Work required - Each entry here needs to be given again exactly.
+===+
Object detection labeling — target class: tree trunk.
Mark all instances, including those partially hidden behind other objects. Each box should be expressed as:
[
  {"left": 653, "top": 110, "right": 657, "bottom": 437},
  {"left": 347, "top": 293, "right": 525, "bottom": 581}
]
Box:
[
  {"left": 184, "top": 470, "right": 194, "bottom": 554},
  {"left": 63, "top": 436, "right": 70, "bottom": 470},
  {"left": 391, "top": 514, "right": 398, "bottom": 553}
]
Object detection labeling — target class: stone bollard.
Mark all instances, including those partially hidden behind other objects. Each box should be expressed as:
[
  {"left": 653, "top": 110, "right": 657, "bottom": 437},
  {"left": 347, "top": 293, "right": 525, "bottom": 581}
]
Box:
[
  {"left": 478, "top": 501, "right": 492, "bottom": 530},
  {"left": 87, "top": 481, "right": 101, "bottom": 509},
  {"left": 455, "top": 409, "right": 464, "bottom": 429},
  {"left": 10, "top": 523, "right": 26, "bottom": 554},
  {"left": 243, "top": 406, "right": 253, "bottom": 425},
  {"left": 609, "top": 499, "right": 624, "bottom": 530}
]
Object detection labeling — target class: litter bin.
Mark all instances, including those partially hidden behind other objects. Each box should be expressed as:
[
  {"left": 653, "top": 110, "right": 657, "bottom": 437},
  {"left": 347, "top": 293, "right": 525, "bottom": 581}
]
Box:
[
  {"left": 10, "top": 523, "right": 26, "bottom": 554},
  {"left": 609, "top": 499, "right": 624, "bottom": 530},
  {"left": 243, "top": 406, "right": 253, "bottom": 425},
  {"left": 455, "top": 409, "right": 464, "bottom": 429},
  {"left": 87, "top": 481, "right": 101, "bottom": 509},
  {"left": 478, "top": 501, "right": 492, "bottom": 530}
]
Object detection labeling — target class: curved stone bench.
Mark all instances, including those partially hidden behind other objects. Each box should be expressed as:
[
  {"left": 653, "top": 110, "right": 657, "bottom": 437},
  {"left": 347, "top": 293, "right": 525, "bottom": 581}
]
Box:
+===+
Written response -
Object detection labeling — target class: tree trunk.
Mark all instances, including those partially hidden behind other objects. Each box should be expressed as:
[
  {"left": 653, "top": 110, "right": 657, "bottom": 437},
  {"left": 347, "top": 293, "right": 525, "bottom": 581}
]
Box:
[
  {"left": 184, "top": 470, "right": 194, "bottom": 554},
  {"left": 63, "top": 436, "right": 70, "bottom": 470},
  {"left": 391, "top": 514, "right": 398, "bottom": 553}
]
Object detection labeling — target class: stone bollard.
Mark all instances, including those partially hidden behind other objects. Each box should be expressed as:
[
  {"left": 653, "top": 110, "right": 657, "bottom": 437},
  {"left": 347, "top": 293, "right": 525, "bottom": 581}
]
Box:
[
  {"left": 478, "top": 501, "right": 492, "bottom": 530},
  {"left": 87, "top": 481, "right": 101, "bottom": 509},
  {"left": 455, "top": 409, "right": 464, "bottom": 429},
  {"left": 10, "top": 523, "right": 26, "bottom": 554},
  {"left": 243, "top": 406, "right": 253, "bottom": 425},
  {"left": 609, "top": 499, "right": 624, "bottom": 530}
]
Object detection labeling — target class: litter bin.
Mark all instances, including those partially hidden behind other objects. Each box should be expressed as:
[
  {"left": 653, "top": 110, "right": 657, "bottom": 437},
  {"left": 347, "top": 293, "right": 525, "bottom": 581}
]
Box:
[
  {"left": 10, "top": 523, "right": 26, "bottom": 554},
  {"left": 609, "top": 499, "right": 624, "bottom": 530},
  {"left": 243, "top": 406, "right": 253, "bottom": 425},
  {"left": 455, "top": 409, "right": 464, "bottom": 429},
  {"left": 87, "top": 481, "right": 101, "bottom": 509},
  {"left": 478, "top": 501, "right": 492, "bottom": 530}
]
Object detection labeling — target class: curved stone bench.
Mark all instances, including those partially hidden behind other objects. Each box should be expressed as:
[
  {"left": 653, "top": 110, "right": 657, "bottom": 437},
  {"left": 347, "top": 293, "right": 525, "bottom": 581}
]
Box:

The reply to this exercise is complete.